**AIM OF THE TASK**
Copy the part of the listing below that opens with the line containing "Could you point to the horse hoof" and runs through the end of the listing, with the requests included. Shift every coordinate in the answers by adding 117 to each number.

**PROVIDED ENTRIES**
— BEGIN —
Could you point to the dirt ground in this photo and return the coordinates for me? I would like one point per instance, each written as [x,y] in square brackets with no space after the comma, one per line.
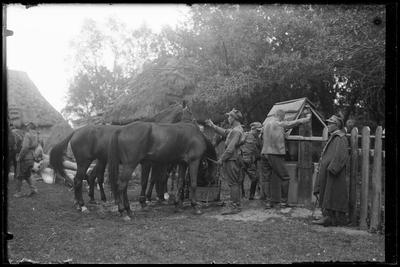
[47,229]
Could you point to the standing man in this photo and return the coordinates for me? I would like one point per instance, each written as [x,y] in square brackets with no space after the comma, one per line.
[251,151]
[277,177]
[26,159]
[331,184]
[231,159]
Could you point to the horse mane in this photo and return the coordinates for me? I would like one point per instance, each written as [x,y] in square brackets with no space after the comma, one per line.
[210,149]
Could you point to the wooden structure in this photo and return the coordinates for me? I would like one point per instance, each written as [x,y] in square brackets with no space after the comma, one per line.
[304,145]
[26,104]
[366,211]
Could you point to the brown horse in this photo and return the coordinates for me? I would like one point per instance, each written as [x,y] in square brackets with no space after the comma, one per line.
[87,144]
[91,143]
[15,138]
[157,142]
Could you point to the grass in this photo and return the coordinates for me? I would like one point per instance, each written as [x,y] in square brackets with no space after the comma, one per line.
[47,229]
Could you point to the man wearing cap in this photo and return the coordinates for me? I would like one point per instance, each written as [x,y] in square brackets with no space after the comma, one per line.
[26,159]
[331,184]
[231,159]
[251,152]
[276,178]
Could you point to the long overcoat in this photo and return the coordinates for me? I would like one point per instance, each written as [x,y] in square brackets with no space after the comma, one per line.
[331,180]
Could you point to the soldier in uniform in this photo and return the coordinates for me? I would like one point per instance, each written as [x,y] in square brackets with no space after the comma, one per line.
[251,152]
[231,159]
[331,185]
[277,177]
[26,159]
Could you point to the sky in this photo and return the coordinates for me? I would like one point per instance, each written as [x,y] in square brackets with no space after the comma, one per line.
[39,45]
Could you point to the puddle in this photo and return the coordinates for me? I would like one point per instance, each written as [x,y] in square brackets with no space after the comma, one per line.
[250,215]
[341,230]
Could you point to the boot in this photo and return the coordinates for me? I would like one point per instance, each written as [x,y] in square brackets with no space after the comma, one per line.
[33,191]
[252,190]
[232,209]
[324,221]
[18,194]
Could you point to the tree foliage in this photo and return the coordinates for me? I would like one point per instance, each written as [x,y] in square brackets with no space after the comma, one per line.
[248,57]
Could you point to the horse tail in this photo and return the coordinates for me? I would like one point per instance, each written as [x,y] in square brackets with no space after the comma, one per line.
[113,161]
[57,153]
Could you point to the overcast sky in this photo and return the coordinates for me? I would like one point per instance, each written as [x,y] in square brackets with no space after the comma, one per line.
[39,45]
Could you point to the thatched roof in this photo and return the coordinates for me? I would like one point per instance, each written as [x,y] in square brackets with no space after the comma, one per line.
[57,133]
[293,109]
[24,99]
[160,84]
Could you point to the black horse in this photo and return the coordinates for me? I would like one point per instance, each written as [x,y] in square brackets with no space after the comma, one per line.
[157,142]
[87,144]
[91,143]
[15,138]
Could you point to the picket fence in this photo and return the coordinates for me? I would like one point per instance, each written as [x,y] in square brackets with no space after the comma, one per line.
[371,196]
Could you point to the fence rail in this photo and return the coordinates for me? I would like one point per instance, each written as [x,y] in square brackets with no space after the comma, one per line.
[368,198]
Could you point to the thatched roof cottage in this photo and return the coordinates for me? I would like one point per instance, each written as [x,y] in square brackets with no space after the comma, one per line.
[26,104]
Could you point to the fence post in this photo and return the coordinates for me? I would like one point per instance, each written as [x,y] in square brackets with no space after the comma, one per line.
[364,178]
[305,167]
[376,181]
[353,177]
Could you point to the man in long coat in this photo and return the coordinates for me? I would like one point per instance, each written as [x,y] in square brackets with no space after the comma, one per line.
[331,184]
[251,151]
[231,159]
[26,158]
[276,177]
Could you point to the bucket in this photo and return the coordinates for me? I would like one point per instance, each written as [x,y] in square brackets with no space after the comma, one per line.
[48,176]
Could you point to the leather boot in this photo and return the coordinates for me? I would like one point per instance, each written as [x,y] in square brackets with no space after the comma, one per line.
[233,208]
[324,221]
[252,190]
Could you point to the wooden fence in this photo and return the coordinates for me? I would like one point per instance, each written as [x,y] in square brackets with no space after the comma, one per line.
[371,196]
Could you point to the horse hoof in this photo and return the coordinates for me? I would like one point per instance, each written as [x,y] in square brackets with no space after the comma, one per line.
[126,218]
[145,208]
[198,212]
[84,209]
[94,202]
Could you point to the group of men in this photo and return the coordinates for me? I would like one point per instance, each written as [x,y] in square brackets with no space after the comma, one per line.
[31,151]
[260,153]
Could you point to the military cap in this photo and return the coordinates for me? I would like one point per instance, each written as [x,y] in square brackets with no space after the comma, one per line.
[337,120]
[236,114]
[256,125]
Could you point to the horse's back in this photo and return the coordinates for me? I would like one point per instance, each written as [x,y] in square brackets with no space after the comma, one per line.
[164,142]
[92,140]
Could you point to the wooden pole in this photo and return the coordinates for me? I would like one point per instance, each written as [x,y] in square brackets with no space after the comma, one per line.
[305,167]
[353,177]
[364,178]
[377,181]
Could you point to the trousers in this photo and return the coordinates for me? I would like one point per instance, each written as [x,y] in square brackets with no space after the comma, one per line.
[25,168]
[232,172]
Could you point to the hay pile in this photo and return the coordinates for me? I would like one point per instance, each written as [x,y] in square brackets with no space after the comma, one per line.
[57,134]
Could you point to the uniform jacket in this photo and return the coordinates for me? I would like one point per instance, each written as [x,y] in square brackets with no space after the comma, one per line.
[274,135]
[331,179]
[251,148]
[29,144]
[234,137]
— END —
**OUTPUT OF THE TASK**
Could you point to the horse hoof in this photo and return the coordinates for me? I would like one point per instance, each written as [x,y] in square brackets with no space after the comma, one per line.
[243,335]
[262,325]
[315,329]
[201,326]
[211,319]
Could you point to the group of men in this photo and return the coordinates for me? I would like one point per instance, each written as [x,y] in square brackets with no space after the comma, one per line.
[148,268]
[377,270]
Could you point to the military cap in this photo and return the coordinates for me? I would like one point per instance, each written as [x,y] in square brackets with no space after the comma, one per line.
[454,237]
[353,231]
[373,242]
Could you point to the horse's back in this photo and return the coordinates for me? I would like one point per instance, each written as [x,y] in square brackets with no space after the comma, one per line.
[281,259]
[209,257]
Could you point to the wooden pole in this photo and return the coordinates for me? I would like one point per instance, each written as [x,y] in square brackets with no space after the comma, one per line.
[422,284]
[470,294]
[481,295]
[494,298]
Could you point to the trousers in this photo and return the coordinates for me? I would like one point per instance, each written as [x,y] in square brackets with no space after the comma, one per line.
[142,285]
[349,289]
Could you point to the hay pile in this photo and return the coordinates for me? I would like one point per instance, each written as [x,y] in square brackets with no space after the comma, one per line.
[174,251]
Could you point to the uniform jacket in this photo and return the coordinates for me? I would like one point per instance, each written as [x,y] in square brackets with no space after the comma, one per line.
[391,252]
[448,296]
[368,265]
[146,261]
[351,254]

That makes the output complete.